━━━━━ STORED RECORDS ━━━━━
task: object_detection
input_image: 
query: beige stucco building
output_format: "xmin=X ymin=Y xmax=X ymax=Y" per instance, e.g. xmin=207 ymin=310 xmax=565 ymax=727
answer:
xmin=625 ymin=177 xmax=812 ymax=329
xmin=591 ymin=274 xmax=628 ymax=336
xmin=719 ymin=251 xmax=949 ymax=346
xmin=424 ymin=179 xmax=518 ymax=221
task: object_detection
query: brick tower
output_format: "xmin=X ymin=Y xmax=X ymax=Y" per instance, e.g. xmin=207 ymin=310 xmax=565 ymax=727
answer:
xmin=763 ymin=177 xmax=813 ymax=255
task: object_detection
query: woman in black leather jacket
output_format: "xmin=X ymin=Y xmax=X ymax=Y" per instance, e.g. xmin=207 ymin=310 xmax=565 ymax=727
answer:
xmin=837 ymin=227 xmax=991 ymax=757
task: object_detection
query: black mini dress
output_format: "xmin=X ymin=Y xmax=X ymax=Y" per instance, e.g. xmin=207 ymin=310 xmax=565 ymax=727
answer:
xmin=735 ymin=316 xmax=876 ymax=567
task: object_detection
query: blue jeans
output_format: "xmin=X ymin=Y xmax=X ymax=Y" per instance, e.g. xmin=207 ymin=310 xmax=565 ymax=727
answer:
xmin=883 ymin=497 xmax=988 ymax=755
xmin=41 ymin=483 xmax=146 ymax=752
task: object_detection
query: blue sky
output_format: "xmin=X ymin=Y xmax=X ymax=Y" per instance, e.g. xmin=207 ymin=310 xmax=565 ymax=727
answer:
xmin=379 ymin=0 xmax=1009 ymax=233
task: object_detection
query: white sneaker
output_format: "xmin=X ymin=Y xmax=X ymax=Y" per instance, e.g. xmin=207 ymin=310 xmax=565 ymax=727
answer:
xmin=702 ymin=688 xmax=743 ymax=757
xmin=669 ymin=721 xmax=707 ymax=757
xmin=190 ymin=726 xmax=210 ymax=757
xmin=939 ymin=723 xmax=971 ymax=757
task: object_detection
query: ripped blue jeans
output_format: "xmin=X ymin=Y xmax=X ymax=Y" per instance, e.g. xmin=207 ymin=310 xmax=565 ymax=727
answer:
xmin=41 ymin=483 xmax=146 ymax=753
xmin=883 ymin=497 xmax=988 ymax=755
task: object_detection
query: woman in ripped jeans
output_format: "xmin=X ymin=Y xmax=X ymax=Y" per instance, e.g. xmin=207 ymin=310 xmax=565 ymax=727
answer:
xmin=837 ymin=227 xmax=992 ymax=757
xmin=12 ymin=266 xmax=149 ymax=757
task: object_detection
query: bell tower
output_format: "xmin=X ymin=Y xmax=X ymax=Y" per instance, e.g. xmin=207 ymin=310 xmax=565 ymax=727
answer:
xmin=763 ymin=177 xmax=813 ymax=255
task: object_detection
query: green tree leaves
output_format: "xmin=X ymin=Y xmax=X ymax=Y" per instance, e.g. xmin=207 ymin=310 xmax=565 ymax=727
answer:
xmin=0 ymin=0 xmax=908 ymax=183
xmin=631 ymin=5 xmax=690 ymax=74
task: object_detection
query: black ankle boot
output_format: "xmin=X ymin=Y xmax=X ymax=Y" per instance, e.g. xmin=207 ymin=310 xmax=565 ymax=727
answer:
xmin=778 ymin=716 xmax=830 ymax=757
━━━━━
**REQUIREMENTS**
Rewrite all of the records with every occurrence of "woman" changed to "person", keeping everything else unchanged.

**TASK RESPONSE**
task: object_detection
input_image: 
query: beige stucco building
output_format: "xmin=X ymin=Y xmax=X ymax=Y" per instance, e.g. xmin=207 ymin=310 xmax=565 ymax=727
answer:
xmin=625 ymin=177 xmax=812 ymax=329
xmin=591 ymin=274 xmax=628 ymax=336
xmin=719 ymin=251 xmax=949 ymax=346
xmin=424 ymin=179 xmax=518 ymax=221
task: object_detection
query: brick tower
output_format: "xmin=X ymin=Y xmax=X ymax=Y" per instance, e.g. xmin=207 ymin=310 xmax=565 ymax=727
answer:
xmin=763 ymin=177 xmax=813 ymax=255
task: object_detection
query: person in black leather jacket
output_format: "xmin=X ymin=Y xmax=X ymax=Y" per instance, e.g. xmin=207 ymin=310 xmax=565 ymax=727
answer:
xmin=837 ymin=227 xmax=991 ymax=757
task: object_detection
query: black mini dress
output_format: "xmin=X ymin=Y xmax=X ymax=Y" per instance, e.g. xmin=207 ymin=310 xmax=565 ymax=727
answer:
xmin=735 ymin=316 xmax=876 ymax=567
task: object_detection
query: blue jeans
output_format: "xmin=X ymin=Y xmax=X ymax=Y" per instance, e.g. xmin=207 ymin=310 xmax=565 ymax=727
answer:
xmin=883 ymin=497 xmax=988 ymax=755
xmin=41 ymin=483 xmax=146 ymax=752
task: object_detection
query: blue sky
output_format: "xmin=X ymin=Y xmax=X ymax=Y" per instance, e.g. xmin=207 ymin=310 xmax=565 ymax=727
answer:
xmin=379 ymin=0 xmax=1009 ymax=233
task: object_detection
query: white sneaker
output_format: "xmin=X ymin=Y xmax=X ymax=Y" per instance, e.g. xmin=207 ymin=310 xmax=565 ymax=727
answer:
xmin=702 ymin=688 xmax=743 ymax=757
xmin=669 ymin=721 xmax=707 ymax=757
xmin=190 ymin=726 xmax=210 ymax=757
xmin=939 ymin=723 xmax=971 ymax=757
task: object_detection
query: ripped blue jeans
output_format: "xmin=X ymin=Y xmax=X ymax=Y" per instance, e.g. xmin=207 ymin=310 xmax=565 ymax=727
answer:
xmin=41 ymin=483 xmax=146 ymax=753
xmin=883 ymin=497 xmax=988 ymax=755
task: object_detection
query: person in ripped jeans
output_format: "xmin=X ymin=Y xmax=X ymax=Y" per instance, e.g. xmin=207 ymin=310 xmax=565 ymax=727
answer:
xmin=837 ymin=227 xmax=992 ymax=757
xmin=12 ymin=266 xmax=149 ymax=757
task: object_detection
query: bell tower
output_format: "xmin=X ymin=Y xmax=X ymax=Y" per instance, e.g. xmin=207 ymin=310 xmax=565 ymax=727
answer:
xmin=763 ymin=177 xmax=813 ymax=255
task: object_detection
query: green tree leaves
output_format: "xmin=X ymin=Y xmax=X ymax=Y" per instance, e.g. xmin=207 ymin=310 xmax=565 ymax=727
answer:
xmin=0 ymin=0 xmax=908 ymax=183
xmin=631 ymin=5 xmax=690 ymax=74
task: object_detection
query: black ankle boot
output_format: "xmin=X ymin=Y xmax=X ymax=Y" per instance, e.g. xmin=207 ymin=310 xmax=565 ymax=727
answer:
xmin=778 ymin=716 xmax=830 ymax=757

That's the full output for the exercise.